Mécanisme de consultation

Selon Me Girard, la Cour suprême s'est en outre prononcée pour le « fédéralisme coopératif » où les divers paliers de gouvernement peuvent coopérer pour réglementer un secteur.

Mais c'est justement ce qu'a voulu appliquer le gouvernement fédéral dans sa réglementation nautique, affirme MPatrick Garon-Sayegh.

Me Garon-Sayegh représente des résidants de l'Estérel dans leur contestation d'un nouveau règlement municipal restreignant la pratique du wakesurf dans cette municipalité installée sur les rives du lac Masson.

« La réglementation fédérale prévoit un mécanisme de consultation qui peut être enclenché par la municipalité, dit Me Garon-Sayegh. Il y a un processus qui s'enclenche où tout le monde est entendu. »

Ce processus n'est pas populaire auprès des municipalités, qui le trouvent trop ardu. « Passer à travers la procédure, ça prend cinq ans, sans garantie de succès », dit Me Girard.

Directives sur les rives

En attendant, les municipalités peuvent être très strictes au sujet des rives, une zone sur laquelle elles ont compétence et où les directives provinciales se sont faites de plus en plus exigeantes ces dernières années.

Des citoyennes comme Holly O'Connor, à Saint-Adolphe, trouvent la situation injuste, alors que leur terrain est grugé par les vagues de bateau. « Nous avons dépensé 10 000 $ pour stabiliser notre rive, il a fallu un plan d'ingénieur, dit-elle. Et pendant ce temps, on se fait dire que notre partie du lac est une zone écologiquement sensible et que les bateaux doivent ralentir, mais il n'y a aucune surveillance. »

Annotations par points
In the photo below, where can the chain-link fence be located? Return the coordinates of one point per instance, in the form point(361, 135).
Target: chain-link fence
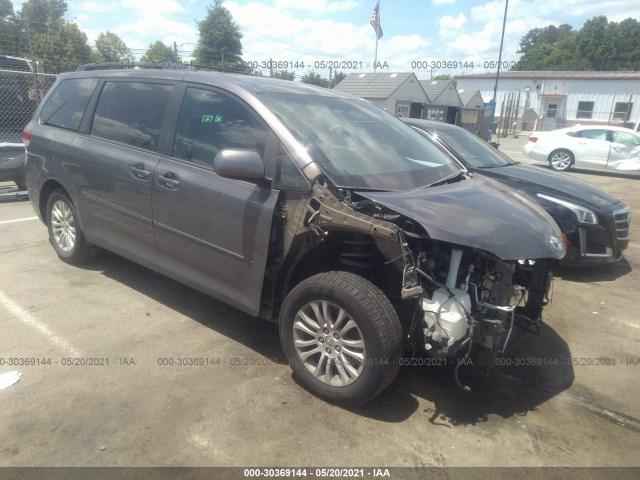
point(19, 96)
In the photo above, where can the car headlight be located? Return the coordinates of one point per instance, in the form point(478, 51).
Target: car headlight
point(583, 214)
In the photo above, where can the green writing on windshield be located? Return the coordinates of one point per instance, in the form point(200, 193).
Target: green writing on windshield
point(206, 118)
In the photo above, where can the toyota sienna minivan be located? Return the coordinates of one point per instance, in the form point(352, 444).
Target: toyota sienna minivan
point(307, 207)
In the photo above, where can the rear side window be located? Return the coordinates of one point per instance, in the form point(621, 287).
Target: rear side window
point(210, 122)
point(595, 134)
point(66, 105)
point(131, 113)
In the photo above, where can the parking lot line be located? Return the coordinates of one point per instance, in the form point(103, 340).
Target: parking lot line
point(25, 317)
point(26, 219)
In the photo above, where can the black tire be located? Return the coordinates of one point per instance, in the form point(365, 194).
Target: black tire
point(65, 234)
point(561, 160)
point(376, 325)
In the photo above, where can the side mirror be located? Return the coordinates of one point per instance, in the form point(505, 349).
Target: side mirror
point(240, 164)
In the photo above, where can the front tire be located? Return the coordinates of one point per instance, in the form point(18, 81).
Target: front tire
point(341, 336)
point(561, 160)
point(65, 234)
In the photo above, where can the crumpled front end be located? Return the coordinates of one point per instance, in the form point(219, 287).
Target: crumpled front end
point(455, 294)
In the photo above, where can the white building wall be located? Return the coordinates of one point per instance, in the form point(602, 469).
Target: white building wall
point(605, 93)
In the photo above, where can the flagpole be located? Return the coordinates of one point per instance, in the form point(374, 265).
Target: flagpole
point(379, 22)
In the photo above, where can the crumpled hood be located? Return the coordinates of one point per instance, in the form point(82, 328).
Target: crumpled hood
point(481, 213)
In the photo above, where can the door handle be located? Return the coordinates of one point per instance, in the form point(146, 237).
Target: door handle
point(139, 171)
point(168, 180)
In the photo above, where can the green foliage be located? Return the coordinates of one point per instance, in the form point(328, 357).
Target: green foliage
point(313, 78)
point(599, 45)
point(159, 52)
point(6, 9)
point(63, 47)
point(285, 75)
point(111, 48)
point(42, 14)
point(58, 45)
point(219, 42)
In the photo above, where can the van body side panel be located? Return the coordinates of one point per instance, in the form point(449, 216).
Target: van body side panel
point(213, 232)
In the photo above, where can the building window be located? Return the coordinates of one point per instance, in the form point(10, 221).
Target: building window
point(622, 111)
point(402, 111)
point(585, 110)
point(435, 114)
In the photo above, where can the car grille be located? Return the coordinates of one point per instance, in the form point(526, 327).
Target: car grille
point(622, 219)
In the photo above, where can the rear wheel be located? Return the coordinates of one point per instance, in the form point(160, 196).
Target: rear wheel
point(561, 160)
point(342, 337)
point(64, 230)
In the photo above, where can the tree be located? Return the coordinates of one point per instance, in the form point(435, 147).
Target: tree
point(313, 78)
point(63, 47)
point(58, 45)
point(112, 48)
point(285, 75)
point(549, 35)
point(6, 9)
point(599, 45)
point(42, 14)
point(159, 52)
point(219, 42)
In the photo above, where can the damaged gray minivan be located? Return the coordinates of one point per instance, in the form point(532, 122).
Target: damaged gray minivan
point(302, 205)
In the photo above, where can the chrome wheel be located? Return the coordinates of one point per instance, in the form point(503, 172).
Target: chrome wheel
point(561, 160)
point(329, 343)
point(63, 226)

Énoncé du problème: Pourriez-vous rédiger la suite de l'article sur la réglementation nautique et la protection des rives, en reprenant juste après sa dernière phrase ? Les lignes ci-dessus n'ont aucun rôle ici.

Résultat:
PHOTO SIMON GIROUX, LA PRESSE

Les wakeboats sont spécifiquement conçus pour soulever une vague parfaite sur laquelle surfe le planchiste. 

De l'équipement très spécialisé

La planche nautique (wakeboard) est comparable au ski nautique en ce sens que les pieds sont fixés sur la planche et que le planchiste est tiré par le bateau avec une corde. Le wakesurf, qui gagne en popularité, ressemble davantage au surf, mais la planche est plus petite. «On ne se fait pas tirer par le bateau puisque l'idée de départ, c'est de glisser sur la vague produite par le bateau, comme sur celles de l'océan», explique François-Pierre Poirier, propriétaire de l'école de sports nautiques waketime.ca. Les bateaux de type wakeboat sont conçus pour soulever une vague parfaite pour ce sport. Un système de ballasts est intégré à l'arrière et au centre de l'embarcation. Ces réservoirs peuvent être remplis à même l'eau du lac. «Il faut comprendre que le bateau ne donne pas une vague immense en tout temps, précise M. Poirier. Si je me déplace sur le lac, je ne vais pas remplir les ballasts.»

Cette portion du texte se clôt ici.